■ To do ■
Exactly the lines from the one that holds "of the shirt" to the end of the data below: retype these and nothing else.

Start of Entries supplied

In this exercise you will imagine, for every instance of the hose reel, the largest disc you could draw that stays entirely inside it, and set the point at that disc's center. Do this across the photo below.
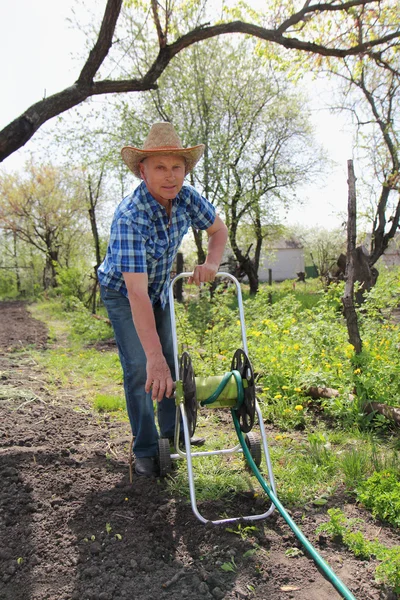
(235, 389)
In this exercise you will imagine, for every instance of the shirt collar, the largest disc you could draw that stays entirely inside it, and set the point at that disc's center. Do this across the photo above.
(155, 207)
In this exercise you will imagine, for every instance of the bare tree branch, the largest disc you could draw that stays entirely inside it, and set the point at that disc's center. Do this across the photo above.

End of Entries supplied

■ Exercise answer ■
In this exercise you will imagine, for every instance of the shirt collar, the largest disc you could draw that stays entirely inside it, and set the point at that disc's center. Do this across the photo above.
(155, 207)
In this exercise you will imagine, for every instance of the bare tree branch, the largest disc you could draw that stays entirely inside it, and set the point at that disc's center. Do this across the photo above.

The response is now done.